──────── EXTRACT

The Cossack raid on Istanbul (Constantinople) of 1615 was an attack on Istanbul by the Zaporozhian Cossacks, led by Hetman Petro Konashevych-Sahaidachny. Cossacks attacked the harbor of the city and burned it before returning to Ukraine. The success of this raid inspired the Tutora campaign of 1620 and the Khotyn campaign of 1621.

Background 
The Cossack communities emerged in the fourteenth century in the Ukrainian steppe by the Dnieper River. The Cossacks developed highly militaristic communities largely responsible for raids on Tatars. Neighboring states, including the Kingdom of Poland, employed them in times of conflict. In the 1500s, the Cossacks frequently attacked the Crimean Tatars and Ottomans with the intention of plundering treasure and liberating Christian slaves. By the sixteenth and seventeenth centuries, the Cossacks began raiding communities in the Black Sea, including the cities of Varna, Perekop, Bilhorod, Izmail, and Trebizond.

Raid 

In May 1615, a group of Cossacks embarked to Turkey on eighty small boats, each one carrying approximately 50 men. By mid-June they crossed the Black Sea and landed in the vicinity of Constantinople. The Cossacks captured and set on fire the Istanbul neighborhood of Scutari (now Üsküdar), as well as the ports of Mizevna and Archioca. After raiding the city, the Cossacks returned to Ukraine.

Sultan Ahmed I, noticing smoke from his windows caused by the fire, sent a fleet of galleys in pursuit. The Ottomans caught up with the Cossacks at the mouth of the Danube. However the Cossacks defeated them and the admiral of the fleet was captured.

────────────────

> WRITTEN TASKS:
1. Name the Black Sea cities that the article on the 1615 Cossack raid lists as targets of Cossack raids in the sixteenth and seventeenth centuries.
2. Reproduce the stretch of the article on the 1615 Cossack raid from "The Cossack raid" through "campaign of 1621.".

──────── GIVEN DATA

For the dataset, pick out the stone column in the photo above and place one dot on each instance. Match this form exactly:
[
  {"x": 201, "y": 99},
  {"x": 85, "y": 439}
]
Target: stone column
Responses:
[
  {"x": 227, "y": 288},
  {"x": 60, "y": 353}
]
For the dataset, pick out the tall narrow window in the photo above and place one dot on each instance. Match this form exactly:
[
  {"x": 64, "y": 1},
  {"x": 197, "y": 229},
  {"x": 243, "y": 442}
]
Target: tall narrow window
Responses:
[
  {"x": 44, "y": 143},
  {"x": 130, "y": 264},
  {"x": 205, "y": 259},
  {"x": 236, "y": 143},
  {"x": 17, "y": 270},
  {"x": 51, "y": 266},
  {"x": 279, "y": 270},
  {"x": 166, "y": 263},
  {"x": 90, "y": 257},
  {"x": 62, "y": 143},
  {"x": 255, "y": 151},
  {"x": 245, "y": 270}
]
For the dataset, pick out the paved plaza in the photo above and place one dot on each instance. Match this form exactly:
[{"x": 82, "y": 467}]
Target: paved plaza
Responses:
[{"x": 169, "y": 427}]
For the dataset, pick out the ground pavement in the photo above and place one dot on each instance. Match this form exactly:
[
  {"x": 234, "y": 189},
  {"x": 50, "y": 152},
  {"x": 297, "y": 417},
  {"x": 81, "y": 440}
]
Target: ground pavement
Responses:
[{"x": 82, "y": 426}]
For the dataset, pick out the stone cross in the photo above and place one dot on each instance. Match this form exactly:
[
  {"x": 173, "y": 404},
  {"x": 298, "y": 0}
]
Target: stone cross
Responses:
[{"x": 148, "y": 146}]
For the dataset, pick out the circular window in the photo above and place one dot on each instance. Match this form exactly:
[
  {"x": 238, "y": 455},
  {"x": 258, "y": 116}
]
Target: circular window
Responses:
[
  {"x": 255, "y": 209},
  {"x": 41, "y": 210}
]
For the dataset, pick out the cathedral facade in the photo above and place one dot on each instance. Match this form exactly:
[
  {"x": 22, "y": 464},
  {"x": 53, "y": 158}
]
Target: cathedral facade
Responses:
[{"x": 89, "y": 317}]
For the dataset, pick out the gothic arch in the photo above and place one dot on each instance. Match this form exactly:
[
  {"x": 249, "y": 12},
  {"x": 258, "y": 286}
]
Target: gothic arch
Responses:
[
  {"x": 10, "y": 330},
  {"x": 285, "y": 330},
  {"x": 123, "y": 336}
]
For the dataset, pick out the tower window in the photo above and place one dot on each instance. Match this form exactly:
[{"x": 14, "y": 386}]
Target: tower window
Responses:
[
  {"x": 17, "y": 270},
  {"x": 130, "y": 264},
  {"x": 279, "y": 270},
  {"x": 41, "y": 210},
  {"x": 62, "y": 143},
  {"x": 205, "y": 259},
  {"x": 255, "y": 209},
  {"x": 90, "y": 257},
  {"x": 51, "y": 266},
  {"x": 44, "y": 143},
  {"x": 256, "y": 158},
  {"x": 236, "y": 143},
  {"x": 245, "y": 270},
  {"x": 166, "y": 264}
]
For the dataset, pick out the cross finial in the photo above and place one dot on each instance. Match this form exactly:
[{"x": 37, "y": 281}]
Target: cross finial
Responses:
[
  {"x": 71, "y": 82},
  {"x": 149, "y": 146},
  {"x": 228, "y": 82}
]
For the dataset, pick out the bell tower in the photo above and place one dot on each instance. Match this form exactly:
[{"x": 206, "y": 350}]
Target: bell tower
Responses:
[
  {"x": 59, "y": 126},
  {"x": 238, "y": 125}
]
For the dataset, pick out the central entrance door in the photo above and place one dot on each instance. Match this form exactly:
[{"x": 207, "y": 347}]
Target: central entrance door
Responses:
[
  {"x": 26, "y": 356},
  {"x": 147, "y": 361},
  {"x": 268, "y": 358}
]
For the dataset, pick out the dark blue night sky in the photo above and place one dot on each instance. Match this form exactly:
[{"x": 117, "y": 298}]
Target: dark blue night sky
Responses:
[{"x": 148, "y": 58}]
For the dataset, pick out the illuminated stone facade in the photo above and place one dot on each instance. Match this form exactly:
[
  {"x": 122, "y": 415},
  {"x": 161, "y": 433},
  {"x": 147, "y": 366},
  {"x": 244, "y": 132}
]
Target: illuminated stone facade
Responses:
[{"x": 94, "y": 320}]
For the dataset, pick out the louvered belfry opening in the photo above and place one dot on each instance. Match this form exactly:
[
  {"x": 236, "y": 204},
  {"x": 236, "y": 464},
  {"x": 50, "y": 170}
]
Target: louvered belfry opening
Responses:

────────────────

> FINAL RESULTS:
1. Varna, Perekop, Bilhorod, Izmail, Trebizond

2.
The Cossack raid on Istanbul (Constantinople) of 1615 was an attack on Istanbul by the Zaporozhian Cossacks, led by Hetman Petro Konashevych-Sahaidachny. Cossacks attacked the harbor of the city and burned it before returning to Ukraine. The success of this raid inspired the Tutora campaign of 1620 and the Khotyn campaign of 1621.